### Exercise task
The records that follow must be repeated verbatim, every one of them.

### Provided entries
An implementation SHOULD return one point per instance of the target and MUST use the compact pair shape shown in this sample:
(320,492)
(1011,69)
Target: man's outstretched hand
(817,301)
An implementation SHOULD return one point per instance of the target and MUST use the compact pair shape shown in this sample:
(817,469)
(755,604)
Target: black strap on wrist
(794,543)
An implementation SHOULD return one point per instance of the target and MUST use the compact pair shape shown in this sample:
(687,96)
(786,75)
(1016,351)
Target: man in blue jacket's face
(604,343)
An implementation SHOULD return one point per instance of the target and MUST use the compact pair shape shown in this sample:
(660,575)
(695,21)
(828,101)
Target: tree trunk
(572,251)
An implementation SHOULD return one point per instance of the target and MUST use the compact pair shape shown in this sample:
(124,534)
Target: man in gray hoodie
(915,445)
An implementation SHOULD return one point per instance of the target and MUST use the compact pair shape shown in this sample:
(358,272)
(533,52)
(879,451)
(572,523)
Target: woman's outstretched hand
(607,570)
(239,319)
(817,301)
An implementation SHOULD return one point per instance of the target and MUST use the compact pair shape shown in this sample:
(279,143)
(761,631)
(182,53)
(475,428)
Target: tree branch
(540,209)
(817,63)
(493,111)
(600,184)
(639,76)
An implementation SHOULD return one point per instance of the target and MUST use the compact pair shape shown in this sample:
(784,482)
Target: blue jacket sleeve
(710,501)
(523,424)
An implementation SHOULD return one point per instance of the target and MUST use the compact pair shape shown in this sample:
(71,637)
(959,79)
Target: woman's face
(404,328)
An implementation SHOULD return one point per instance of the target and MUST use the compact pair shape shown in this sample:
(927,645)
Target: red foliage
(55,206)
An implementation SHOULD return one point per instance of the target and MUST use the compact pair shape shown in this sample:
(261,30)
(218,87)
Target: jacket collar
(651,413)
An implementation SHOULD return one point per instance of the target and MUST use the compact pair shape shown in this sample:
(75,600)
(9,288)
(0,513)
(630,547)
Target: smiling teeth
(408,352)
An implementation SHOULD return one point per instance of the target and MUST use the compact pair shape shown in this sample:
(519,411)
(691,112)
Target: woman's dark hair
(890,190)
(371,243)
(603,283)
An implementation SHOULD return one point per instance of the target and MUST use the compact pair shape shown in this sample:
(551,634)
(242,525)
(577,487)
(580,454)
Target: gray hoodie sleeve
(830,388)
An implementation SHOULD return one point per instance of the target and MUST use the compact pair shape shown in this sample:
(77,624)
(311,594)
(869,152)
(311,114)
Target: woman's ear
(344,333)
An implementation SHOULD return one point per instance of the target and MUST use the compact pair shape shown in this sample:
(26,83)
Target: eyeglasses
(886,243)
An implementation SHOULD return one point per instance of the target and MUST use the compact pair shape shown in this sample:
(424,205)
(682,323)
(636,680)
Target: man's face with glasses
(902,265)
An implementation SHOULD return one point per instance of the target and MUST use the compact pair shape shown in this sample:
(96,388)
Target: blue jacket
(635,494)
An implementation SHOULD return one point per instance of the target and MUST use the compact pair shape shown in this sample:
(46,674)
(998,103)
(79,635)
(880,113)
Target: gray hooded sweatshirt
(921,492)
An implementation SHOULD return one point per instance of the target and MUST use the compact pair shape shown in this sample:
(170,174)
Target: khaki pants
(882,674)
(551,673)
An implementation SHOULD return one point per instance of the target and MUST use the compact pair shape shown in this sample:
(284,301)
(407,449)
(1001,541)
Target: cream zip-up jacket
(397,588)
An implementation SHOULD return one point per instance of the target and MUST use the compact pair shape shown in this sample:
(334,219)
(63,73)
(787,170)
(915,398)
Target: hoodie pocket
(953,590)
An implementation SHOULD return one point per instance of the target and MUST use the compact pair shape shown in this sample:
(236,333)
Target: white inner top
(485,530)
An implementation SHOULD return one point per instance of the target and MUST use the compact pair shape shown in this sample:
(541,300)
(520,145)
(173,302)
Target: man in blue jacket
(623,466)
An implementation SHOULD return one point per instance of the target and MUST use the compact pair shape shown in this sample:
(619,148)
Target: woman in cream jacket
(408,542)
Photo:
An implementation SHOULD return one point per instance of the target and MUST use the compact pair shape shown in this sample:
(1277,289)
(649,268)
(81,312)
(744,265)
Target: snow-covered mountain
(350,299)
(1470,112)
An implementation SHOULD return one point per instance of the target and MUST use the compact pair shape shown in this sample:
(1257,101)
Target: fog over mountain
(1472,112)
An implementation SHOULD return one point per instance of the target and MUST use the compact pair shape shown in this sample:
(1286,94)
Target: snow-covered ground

### Exercise output
An implementation SHOULD return one point per instance of the target and MUST use the compact pair shape shown in this sample:
(320,492)
(1011,69)
Target: man's outstretched hand
(817,301)
An implementation SHOULD return one point per instance of the target and MUST use the compact pair shape shown in this sample:
(817,469)
(755,604)
Target: black strap on wrist
(794,543)
An implementation SHOULD return one point per instance of the target and MUST use the compact pair shape shown in this sample:
(687,96)
(786,75)
(1016,351)
Target: man in blue jacket's face
(604,343)
An implementation SHOULD return one point per instance of the target and MUST use the compact pair shape shown in this sample:
(660,575)
(695,21)
(828,101)
Target: tree trunk
(572,251)
An implementation SHOULD return one point per instance of the target and MUST use the compact pair shape shown in this sample:
(124,534)
Target: man in gray hoodie
(915,445)
An implementation SHOULD return one point per instance of the target and MUST use the compact pair shape shown in this sample:
(358,272)
(533,52)
(879,451)
(572,523)
Target: woman's outstretched hand
(607,570)
(239,319)
(817,301)
An implementation SHOULD return one point per instance of the target and MUST use the compact pair shape shown in this sample:
(279,143)
(761,631)
(182,53)
(475,428)
Target: tree branch
(540,209)
(817,63)
(493,111)
(600,184)
(639,76)
An implementation SHOULD return one point per instance of the target and MUST use the compact pair shape shown in this sample:
(784,482)
Target: blue jacket sleeve
(710,501)
(523,424)
An implementation SHOULD return one point per instance of the target and MUST use the compact pair shape shown in this sample:
(71,637)
(959,79)
Target: woman's face
(404,328)
An implementation SHOULD return one point per instance of the target and MUST use the compact pair shape shown in this sample:
(927,645)
Target: red foliage
(55,206)
An implementation SHOULD return one point per instance of the target and MUST use the compact pair shape shown in this sample:
(261,30)
(218,87)
Target: jacket collar
(651,413)
An implementation SHOULD return one point per instance of the target and MUST use the compact pair shape shown in this sample:
(75,600)
(9,288)
(0,513)
(630,547)
Target: smiling teeth
(408,352)
An implementation SHOULD return one point per instance of the target and MUST use the compact pair shape shown in this sample:
(519,411)
(691,112)
Target: woman's dark hair
(890,190)
(371,243)
(603,283)
An implementation SHOULD return one point per instance of the target and MUST use the compact pair shape shown in this sample:
(551,634)
(242,525)
(577,487)
(580,454)
Target: gray hoodie sleeve
(830,388)
An implementation SHOULD return one point per instance of the target and MUST use the compact pair shape shown in this sample:
(77,624)
(311,594)
(869,152)
(311,114)
Target: woman's ear
(344,333)
An implementation SHOULD return one point per instance of the target and MUST use the compact pair shape shown in this sample:
(26,83)
Target: eyeglasses
(886,243)
An implementation SHOULD return one point per instance of the target and MUST use the compact pair shape shown in this sample:
(424,205)
(682,323)
(636,680)
Target: man's face with glasses
(902,265)
An implementation SHOULD return one point per instance of the target and MUST use the compact pair shape shown in this sample:
(96,388)
Target: blue jacket
(635,494)
An implementation SHOULD return one point per instance of the target and MUST use the compact pair shape shown in this sample:
(46,674)
(998,103)
(79,635)
(880,113)
Target: gray hooded sweatshirt
(921,492)
An implementation SHOULD return one point per instance of the target and MUST use the compact pair shape shown in this sample:
(170,174)
Target: khaki pants
(882,674)
(551,673)
An implementation SHOULD return one point per instance of the target and MUST use the compact pair shape shown in this sample:
(284,301)
(407,449)
(1001,541)
Target: cream zip-up jacket
(397,588)
An implementation SHOULD return one point per instance of the target and MUST use the compact pair shape shown in this sample:
(334,219)
(63,73)
(787,170)
(915,398)
Target: hoodie pocket
(953,590)
An implementation SHOULD return one point per instance of the target and MUST use the compact pair shape shown in this sample:
(236,333)
Target: white inner top
(485,530)
An implementation SHOULD return one point per instance of the target and MUST use the compact pair shape shown in this sample:
(541,300)
(520,145)
(173,302)
Target: man in blue jacket
(623,466)
An implementation SHOULD return one point per instance of the target and MUST use the compact pair shape shown in this sample:
(619,148)
Target: woman in cream jacket
(408,542)
Photo:
An implementation SHOULD return one point per instance of the target and MUST use the compact pair shape shown in this sample:
(1277,289)
(649,268)
(81,312)
(744,265)
Target: snow-covered mountain
(350,299)
(1470,112)
An implementation SHOULD return one point per instance of the target and MUST use the compact pair shape shown in this sample:
(1257,101)
Target: fog over mountain
(1472,112)
An implementation SHOULD return one point per instance of the target and MUST use the compact pair shape shown in this sample:
(1286,94)
Target: snow-covered ground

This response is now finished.